_Aim of the exercise:_
Write out the whole listing exactly as it is written below.

Excerpted records Block Start

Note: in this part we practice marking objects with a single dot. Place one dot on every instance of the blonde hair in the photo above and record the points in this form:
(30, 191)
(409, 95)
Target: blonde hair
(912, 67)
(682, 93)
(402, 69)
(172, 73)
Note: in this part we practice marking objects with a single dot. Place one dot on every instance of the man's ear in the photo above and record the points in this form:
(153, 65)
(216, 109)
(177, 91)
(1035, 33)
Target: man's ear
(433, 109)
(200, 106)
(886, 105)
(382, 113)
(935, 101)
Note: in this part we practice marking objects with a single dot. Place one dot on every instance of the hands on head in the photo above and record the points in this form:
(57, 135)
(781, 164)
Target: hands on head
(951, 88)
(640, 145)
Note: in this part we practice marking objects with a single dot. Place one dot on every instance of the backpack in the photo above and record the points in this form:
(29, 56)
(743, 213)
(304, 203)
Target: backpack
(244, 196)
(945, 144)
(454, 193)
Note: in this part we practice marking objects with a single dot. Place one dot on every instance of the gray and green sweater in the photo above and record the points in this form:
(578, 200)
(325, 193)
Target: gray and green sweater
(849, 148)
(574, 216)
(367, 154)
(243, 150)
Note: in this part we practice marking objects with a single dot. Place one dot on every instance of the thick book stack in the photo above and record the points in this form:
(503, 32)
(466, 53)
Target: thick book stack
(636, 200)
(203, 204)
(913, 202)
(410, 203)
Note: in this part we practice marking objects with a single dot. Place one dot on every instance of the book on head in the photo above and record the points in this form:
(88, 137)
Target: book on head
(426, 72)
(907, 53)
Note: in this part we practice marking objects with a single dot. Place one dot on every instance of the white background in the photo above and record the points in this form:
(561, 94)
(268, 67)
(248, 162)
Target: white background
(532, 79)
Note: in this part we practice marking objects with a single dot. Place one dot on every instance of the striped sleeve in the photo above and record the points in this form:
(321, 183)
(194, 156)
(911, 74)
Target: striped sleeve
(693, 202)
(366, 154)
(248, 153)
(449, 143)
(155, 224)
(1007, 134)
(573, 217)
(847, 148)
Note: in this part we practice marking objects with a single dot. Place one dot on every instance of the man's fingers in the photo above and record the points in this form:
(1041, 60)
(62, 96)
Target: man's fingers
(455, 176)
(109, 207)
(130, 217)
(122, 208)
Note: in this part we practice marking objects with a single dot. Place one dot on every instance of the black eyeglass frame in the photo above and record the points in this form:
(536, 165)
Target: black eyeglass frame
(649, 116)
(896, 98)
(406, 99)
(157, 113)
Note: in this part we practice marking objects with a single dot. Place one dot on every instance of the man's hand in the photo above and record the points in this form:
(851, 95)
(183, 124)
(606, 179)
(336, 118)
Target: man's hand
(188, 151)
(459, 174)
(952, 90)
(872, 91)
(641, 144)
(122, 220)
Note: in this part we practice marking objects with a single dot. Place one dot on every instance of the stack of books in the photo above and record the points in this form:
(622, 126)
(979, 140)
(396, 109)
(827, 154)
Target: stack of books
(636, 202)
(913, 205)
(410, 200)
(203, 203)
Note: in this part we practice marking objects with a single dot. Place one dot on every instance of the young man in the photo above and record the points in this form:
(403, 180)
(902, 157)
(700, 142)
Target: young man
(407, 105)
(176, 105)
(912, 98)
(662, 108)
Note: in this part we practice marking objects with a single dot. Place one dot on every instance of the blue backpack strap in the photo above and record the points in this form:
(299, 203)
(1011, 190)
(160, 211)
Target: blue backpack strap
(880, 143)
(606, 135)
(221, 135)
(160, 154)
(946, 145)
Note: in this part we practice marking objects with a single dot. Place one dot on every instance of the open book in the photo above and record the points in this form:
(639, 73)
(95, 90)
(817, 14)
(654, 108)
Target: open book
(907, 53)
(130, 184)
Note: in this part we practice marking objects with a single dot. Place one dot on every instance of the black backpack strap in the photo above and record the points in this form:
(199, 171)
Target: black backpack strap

Excerpted records Block End

_Solution to the problem:_
Note: in this part we practice marking objects with a single dot. Place one dot on every instance of the blonde hair in the photo above and record the points in this form:
(30, 191)
(409, 95)
Target: blonde hair
(912, 67)
(682, 93)
(402, 69)
(172, 73)
Note: in this part we practice marking objects with a single dot. Place one dot on every instance of the man's ear in the photo above and record the points in this form:
(153, 65)
(216, 109)
(177, 91)
(1035, 33)
Target: man's ear
(433, 109)
(200, 106)
(886, 105)
(382, 113)
(935, 101)
Note: in this part we practice marking objects with a single dot. Place one dot on every instance of the hands on head in the photo above and record the points in this form:
(57, 135)
(781, 164)
Target: hands on head
(951, 88)
(640, 145)
Note: in this part we practice marking objects with a single dot. Place one dot on every instance of the backpack in the photo above and record the points in this form:
(29, 56)
(743, 213)
(304, 203)
Target: backpack
(244, 196)
(945, 144)
(454, 193)
Note: in this part we practice marking objects with a single dot. Place one dot on every instance of the gray and green sweater in the photo above and record the points in this form:
(578, 200)
(325, 193)
Target: gray and green sweater
(849, 148)
(574, 216)
(367, 154)
(243, 150)
Note: in this part we practice marking objects with a single dot. Place one dot on every instance of the thick book stack in the photo above and record the points in this form:
(503, 32)
(466, 53)
Target: thick book stack
(636, 200)
(203, 204)
(913, 202)
(410, 203)
Note: in this part we practice marking objects with a single dot. Place one dot on every instance of the book on head in the photo above and record the points in this form:
(88, 137)
Target: book on head
(426, 72)
(907, 53)
Note: in this part we practice marking objects with a single dot. Place one dot on every instance of the white background in the photo above and record the points in this form:
(561, 94)
(268, 67)
(248, 162)
Target: white background
(532, 79)
Note: in this part we practice marking objects with a single dot. Place one dot on every instance of the striped sleeve in the photo above and record the points in this form:
(321, 183)
(194, 156)
(911, 74)
Target: striped sleeve
(693, 202)
(366, 154)
(248, 153)
(449, 143)
(155, 224)
(1007, 134)
(573, 217)
(847, 148)
Note: in this part we practice marking objects with a single dot. Place one dot on every instance of the man's fingers in the photo above and record the points in this form:
(1041, 60)
(62, 96)
Target: man's fingers
(455, 176)
(109, 207)
(130, 217)
(122, 208)
Note: in this part we practice marking objects with a single dot. Place one dot on every instance of the black eyeglass frame in the photo above and record the points in this form:
(536, 165)
Target: black eyeglass frame
(649, 116)
(896, 98)
(406, 99)
(157, 113)
Note: in this part we practice marking objects with a single dot. Place one dot on every instance of the man's hand in the photo above and record the points in this form:
(851, 95)
(183, 124)
(606, 179)
(336, 118)
Target: man's hand
(188, 151)
(459, 174)
(952, 90)
(872, 91)
(641, 144)
(122, 220)
Note: in this part we practice marking objects with a single dot. Place one dot on every instance of the stack of books in the photo above and record the points in this form:
(622, 126)
(979, 140)
(396, 109)
(827, 154)
Target: stack of books
(636, 202)
(913, 205)
(410, 200)
(203, 203)
Note: in this part we practice marking objects with a single dot. Place one dot on every instance of the young man in the photo above and record the points in this form:
(403, 180)
(902, 157)
(700, 142)
Target: young man
(407, 105)
(176, 105)
(912, 98)
(662, 108)
Note: in this part we practice marking objects with a single dot. Place one dot on every instance of the blue backpack strap in the photo above and record the points in this form:
(299, 203)
(1011, 190)
(160, 211)
Target: blue backpack strap
(880, 143)
(606, 135)
(221, 135)
(160, 154)
(946, 145)
Note: in this part we practice marking objects with a single dot. Place one dot on every instance of the open book in the photo above and record the points in this form:
(639, 73)
(95, 90)
(817, 14)
(654, 108)
Target: open book
(907, 53)
(130, 184)
Note: in this part we practice marking objects with a single dot. Place one dot on every instance of the black backpack strap in the photo above and record the points in this form:
(199, 171)
Target: black backpack strap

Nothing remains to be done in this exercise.